Written problem: Copy each entry as it stands, leaving nothing out.
---- Extracted material
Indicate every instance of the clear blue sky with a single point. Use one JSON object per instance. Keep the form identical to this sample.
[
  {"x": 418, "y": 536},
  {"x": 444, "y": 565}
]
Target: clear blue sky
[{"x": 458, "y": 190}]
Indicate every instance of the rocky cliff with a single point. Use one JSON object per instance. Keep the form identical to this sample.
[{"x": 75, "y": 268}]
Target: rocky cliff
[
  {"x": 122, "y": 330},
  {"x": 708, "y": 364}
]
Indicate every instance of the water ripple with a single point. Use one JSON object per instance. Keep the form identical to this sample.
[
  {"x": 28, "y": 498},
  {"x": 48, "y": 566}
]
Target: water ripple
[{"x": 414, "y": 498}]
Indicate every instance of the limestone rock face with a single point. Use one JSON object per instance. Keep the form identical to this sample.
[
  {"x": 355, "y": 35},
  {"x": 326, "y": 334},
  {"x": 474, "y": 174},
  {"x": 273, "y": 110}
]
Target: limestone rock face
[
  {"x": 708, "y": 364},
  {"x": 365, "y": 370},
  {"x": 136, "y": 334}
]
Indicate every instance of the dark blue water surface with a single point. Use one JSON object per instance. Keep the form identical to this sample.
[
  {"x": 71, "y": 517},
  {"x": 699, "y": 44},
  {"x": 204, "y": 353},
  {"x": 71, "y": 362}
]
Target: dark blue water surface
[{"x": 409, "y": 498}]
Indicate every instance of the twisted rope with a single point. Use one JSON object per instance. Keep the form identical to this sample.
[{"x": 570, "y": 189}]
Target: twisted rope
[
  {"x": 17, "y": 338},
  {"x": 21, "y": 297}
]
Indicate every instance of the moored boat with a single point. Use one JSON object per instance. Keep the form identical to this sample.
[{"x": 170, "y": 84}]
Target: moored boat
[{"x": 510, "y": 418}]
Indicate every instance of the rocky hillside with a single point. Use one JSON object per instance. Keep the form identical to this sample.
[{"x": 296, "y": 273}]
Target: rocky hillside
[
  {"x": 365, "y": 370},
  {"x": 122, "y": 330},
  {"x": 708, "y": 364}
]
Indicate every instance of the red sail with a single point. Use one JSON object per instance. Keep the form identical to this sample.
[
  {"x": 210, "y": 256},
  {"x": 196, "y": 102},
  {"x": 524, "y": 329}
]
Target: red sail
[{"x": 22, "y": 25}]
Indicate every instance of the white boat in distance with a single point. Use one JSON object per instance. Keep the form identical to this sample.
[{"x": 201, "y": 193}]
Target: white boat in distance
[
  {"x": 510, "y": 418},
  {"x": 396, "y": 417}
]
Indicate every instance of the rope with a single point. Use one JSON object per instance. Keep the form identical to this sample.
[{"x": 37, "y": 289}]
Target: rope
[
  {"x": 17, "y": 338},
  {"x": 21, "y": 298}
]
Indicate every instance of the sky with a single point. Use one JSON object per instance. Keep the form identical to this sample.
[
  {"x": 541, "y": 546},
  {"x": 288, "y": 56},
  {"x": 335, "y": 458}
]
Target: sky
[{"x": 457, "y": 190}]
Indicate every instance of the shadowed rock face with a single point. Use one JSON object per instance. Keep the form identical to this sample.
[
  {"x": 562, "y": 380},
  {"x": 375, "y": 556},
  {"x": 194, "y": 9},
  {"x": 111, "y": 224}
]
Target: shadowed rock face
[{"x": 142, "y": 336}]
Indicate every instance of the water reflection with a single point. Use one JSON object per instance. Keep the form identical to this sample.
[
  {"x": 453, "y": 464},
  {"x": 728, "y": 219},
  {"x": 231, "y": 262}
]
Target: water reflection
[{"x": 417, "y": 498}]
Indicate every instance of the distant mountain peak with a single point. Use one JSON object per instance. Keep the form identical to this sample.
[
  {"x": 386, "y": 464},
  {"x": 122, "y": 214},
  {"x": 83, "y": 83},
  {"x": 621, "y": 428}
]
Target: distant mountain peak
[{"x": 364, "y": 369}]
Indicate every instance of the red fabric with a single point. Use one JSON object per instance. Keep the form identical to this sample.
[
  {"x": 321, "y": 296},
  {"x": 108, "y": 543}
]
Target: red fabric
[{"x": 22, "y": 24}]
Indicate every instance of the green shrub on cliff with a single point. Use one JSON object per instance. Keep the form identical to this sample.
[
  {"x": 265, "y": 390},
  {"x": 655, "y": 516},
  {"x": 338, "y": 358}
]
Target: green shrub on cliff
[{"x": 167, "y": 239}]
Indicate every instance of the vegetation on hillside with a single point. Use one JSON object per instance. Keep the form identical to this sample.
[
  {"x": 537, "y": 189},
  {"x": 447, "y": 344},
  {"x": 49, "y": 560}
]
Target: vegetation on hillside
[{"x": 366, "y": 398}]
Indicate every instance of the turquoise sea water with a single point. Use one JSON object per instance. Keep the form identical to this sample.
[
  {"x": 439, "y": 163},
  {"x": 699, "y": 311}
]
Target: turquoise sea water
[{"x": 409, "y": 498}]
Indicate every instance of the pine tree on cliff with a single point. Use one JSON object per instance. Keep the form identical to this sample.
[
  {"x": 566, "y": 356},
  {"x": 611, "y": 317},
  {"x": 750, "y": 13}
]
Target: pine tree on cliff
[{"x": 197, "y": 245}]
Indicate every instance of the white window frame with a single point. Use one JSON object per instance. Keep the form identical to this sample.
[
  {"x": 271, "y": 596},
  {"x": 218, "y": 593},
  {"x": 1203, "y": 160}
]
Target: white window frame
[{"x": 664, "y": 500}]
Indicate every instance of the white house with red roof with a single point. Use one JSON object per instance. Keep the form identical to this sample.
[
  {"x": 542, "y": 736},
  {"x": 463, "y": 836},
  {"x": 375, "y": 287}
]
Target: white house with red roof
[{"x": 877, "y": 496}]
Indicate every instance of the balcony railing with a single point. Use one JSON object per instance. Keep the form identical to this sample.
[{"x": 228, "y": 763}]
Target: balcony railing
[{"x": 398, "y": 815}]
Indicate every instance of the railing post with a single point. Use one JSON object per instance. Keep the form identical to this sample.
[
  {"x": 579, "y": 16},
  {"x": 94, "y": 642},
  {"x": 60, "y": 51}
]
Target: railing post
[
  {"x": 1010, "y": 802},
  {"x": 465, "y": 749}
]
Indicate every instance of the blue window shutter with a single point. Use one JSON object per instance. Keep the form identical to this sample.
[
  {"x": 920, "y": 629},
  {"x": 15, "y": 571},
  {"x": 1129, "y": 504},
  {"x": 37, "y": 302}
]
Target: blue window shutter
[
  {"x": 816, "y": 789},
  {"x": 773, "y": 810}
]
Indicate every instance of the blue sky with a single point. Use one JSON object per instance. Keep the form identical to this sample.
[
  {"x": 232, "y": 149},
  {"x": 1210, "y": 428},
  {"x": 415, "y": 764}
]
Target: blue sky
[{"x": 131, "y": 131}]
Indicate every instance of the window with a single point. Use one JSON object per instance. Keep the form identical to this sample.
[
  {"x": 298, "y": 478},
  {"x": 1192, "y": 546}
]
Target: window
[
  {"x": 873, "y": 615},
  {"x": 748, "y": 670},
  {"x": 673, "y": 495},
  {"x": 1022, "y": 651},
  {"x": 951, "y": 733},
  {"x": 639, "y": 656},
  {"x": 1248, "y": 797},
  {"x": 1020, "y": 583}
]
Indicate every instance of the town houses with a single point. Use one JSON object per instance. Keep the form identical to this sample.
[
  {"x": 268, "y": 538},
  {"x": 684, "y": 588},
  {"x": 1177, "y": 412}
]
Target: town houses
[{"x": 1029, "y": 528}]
--------
The result:
Indicate every instance of the clear blue sky with a single point. Use one JSON object per instance. Keep the form identical to this sample.
[
  {"x": 418, "y": 536},
  {"x": 444, "y": 565}
]
Target: clear blue sky
[{"x": 458, "y": 190}]
Indicate every instance of the rocky cliff with a single point. Use one JSON object per instance. Keep the form identical to this sample.
[{"x": 75, "y": 268}]
Target: rocky cliff
[
  {"x": 122, "y": 330},
  {"x": 708, "y": 364}
]
Indicate every instance of the water ripple with a single point. Use one JSON object per instance. Keep the form identical to this sample.
[
  {"x": 28, "y": 498},
  {"x": 48, "y": 566}
]
Target: water ripple
[{"x": 414, "y": 498}]
Indicate every instance of the limestone rock face with a single point. Use one JSON object per instance. Keep the form identical to this sample.
[
  {"x": 355, "y": 35},
  {"x": 326, "y": 334},
  {"x": 474, "y": 174},
  {"x": 273, "y": 110}
]
Target: limestone rock face
[
  {"x": 708, "y": 364},
  {"x": 365, "y": 370},
  {"x": 136, "y": 334}
]
Indicate every instance of the dark blue water surface with a single point. Use one JSON object per instance. Keep the form identical to this sample.
[
  {"x": 71, "y": 517},
  {"x": 699, "y": 44},
  {"x": 204, "y": 353},
  {"x": 71, "y": 362}
]
Target: dark blue water surface
[{"x": 409, "y": 498}]
Indicate every instance of the twisted rope with a single point. Use one JSON object per instance. Keep the form identical to this sample.
[{"x": 570, "y": 189}]
Target: twisted rope
[
  {"x": 17, "y": 338},
  {"x": 21, "y": 297}
]
Indicate every instance of the moored boat with a single point. Use one JSON object per instance. Keep the form identical to this sample.
[{"x": 170, "y": 84}]
Target: moored boat
[{"x": 510, "y": 418}]
Indicate every instance of the rocky hillside with a single point. Use one JSON object per instance. Keep the form identical to this sample.
[{"x": 296, "y": 273}]
Target: rocky hillside
[
  {"x": 365, "y": 370},
  {"x": 122, "y": 330},
  {"x": 708, "y": 364}
]
Indicate every instance of the red sail with a single point. Use one JSON object per instance. Keep the form identical to this sample.
[
  {"x": 210, "y": 256},
  {"x": 196, "y": 102},
  {"x": 524, "y": 329}
]
Target: red sail
[{"x": 22, "y": 25}]
Indicate every instance of the white boat in distance with a single point. Use one JSON object per instance. Keep the form identical to this sample.
[{"x": 201, "y": 193}]
Target: white boat in distance
[
  {"x": 510, "y": 418},
  {"x": 396, "y": 417}
]
Indicate every instance of the rope with a single point. Use one JSON object per instance. Keep the form identical to this sample.
[{"x": 37, "y": 289}]
Target: rope
[
  {"x": 17, "y": 338},
  {"x": 21, "y": 298}
]
Indicate every instance of the sky with a single point. Use one JSON object per instance. Keep the form identical to this sample.
[
  {"x": 541, "y": 546},
  {"x": 288, "y": 56},
  {"x": 335, "y": 458}
]
Target: sky
[{"x": 457, "y": 190}]
Indicate every instance of the shadowed rock face with a single point. Use one JSON object per instance. Keep the form identical to this sample.
[
  {"x": 562, "y": 380},
  {"x": 375, "y": 556},
  {"x": 194, "y": 9},
  {"x": 111, "y": 224}
]
Target: shadowed rock face
[{"x": 142, "y": 336}]
Indicate every instance of the water reflection with a single point. Use one JSON object per instance. Keep the form identical to this sample.
[
  {"x": 453, "y": 464},
  {"x": 728, "y": 219},
  {"x": 231, "y": 262}
]
Target: water reflection
[{"x": 417, "y": 498}]
Indicate every instance of the distant mountain peak with a single point. Use one JSON object per instance. Keep the form identical to this sample.
[
  {"x": 386, "y": 464},
  {"x": 122, "y": 214},
  {"x": 83, "y": 83},
  {"x": 621, "y": 428}
]
Target: distant mountain peak
[{"x": 364, "y": 369}]
Indicate every instance of the red fabric with a single point. Use one JSON object per instance. Keep the form identical to this sample.
[
  {"x": 321, "y": 296},
  {"x": 108, "y": 543}
]
Target: red fabric
[{"x": 22, "y": 24}]
Indicate every instance of the green shrub on cliff with a single point. Use one JSON object per instance. Keep the form identical to this sample.
[
  {"x": 265, "y": 390},
  {"x": 655, "y": 516},
  {"x": 338, "y": 358}
]
Target: green shrub on cliff
[{"x": 167, "y": 239}]
Indicate every instance of the vegetation on hillside with a single point. Use one JSON object per instance. Keep the form identical to this sample.
[
  {"x": 537, "y": 189},
  {"x": 447, "y": 344},
  {"x": 49, "y": 560}
]
Target: vegetation on hillside
[{"x": 366, "y": 398}]
Indicate every instance of the turquoise sea water with a single point. Use one JSON object per instance. Keep the form identical to this sample.
[
  {"x": 439, "y": 163},
  {"x": 699, "y": 311}
]
Target: turquoise sea water
[{"x": 409, "y": 498}]
Indicate every instance of the pine tree on cliff with a single point. Use one JSON object per instance. Keep the form identical to this sample.
[
  {"x": 566, "y": 356},
  {"x": 611, "y": 317},
  {"x": 750, "y": 13}
]
Target: pine tree on cliff
[{"x": 197, "y": 245}]
Indicate every instance of the white window frame with a single point. Use one JSON object per instance. Keep the form identical to this sample.
[
  {"x": 271, "y": 596},
  {"x": 218, "y": 593},
  {"x": 1203, "y": 160}
]
Target: white window frame
[{"x": 664, "y": 500}]
Indicate every instance of the white house with red roof with a single point. Use one JSON object per instance. Keep the form identical to this sample.
[
  {"x": 542, "y": 736},
  {"x": 463, "y": 836},
  {"x": 375, "y": 287}
]
Target: white house with red roof
[{"x": 877, "y": 496}]
Indicate every instance of the balcony railing with a single point. Use one JSON object per instance. Keep the form identical to this sample.
[{"x": 228, "y": 763}]
Target: balcony railing
[{"x": 398, "y": 815}]
Indicate every instance of the railing post with a single point. Use one JSON object per instance. Keep the form identical to this sample.
[
  {"x": 579, "y": 16},
  {"x": 94, "y": 642},
  {"x": 60, "y": 51}
]
Target: railing post
[
  {"x": 1010, "y": 802},
  {"x": 465, "y": 749}
]
Indicate every instance of the blue window shutter with a single point. Use one JSON object per instance. Keep the form identical to this sample.
[
  {"x": 920, "y": 629},
  {"x": 15, "y": 571},
  {"x": 1129, "y": 504},
  {"x": 37, "y": 302}
]
Target: blue window shutter
[
  {"x": 816, "y": 789},
  {"x": 773, "y": 810}
]
Indicate every instance of the blue sky with a single point. Use one JSON object per instance. Keep the form identical to this sample.
[
  {"x": 232, "y": 149},
  {"x": 1210, "y": 428},
  {"x": 415, "y": 764}
]
Target: blue sky
[{"x": 131, "y": 131}]
Indicate every instance of the window with a single point. Use one JSON object per instance. Keep the form identical to this sample.
[
  {"x": 298, "y": 478},
  {"x": 1192, "y": 546}
]
Target: window
[
  {"x": 873, "y": 615},
  {"x": 748, "y": 670},
  {"x": 673, "y": 495},
  {"x": 1022, "y": 651},
  {"x": 951, "y": 733},
  {"x": 639, "y": 656},
  {"x": 1248, "y": 797},
  {"x": 1020, "y": 583}
]
Indicate every instance of the town houses with a single point. Use one JSON object per instance. Keep the form identical to this sample.
[
  {"x": 268, "y": 538},
  {"x": 684, "y": 588},
  {"x": 1177, "y": 412}
]
Target: town houses
[{"x": 1029, "y": 528}]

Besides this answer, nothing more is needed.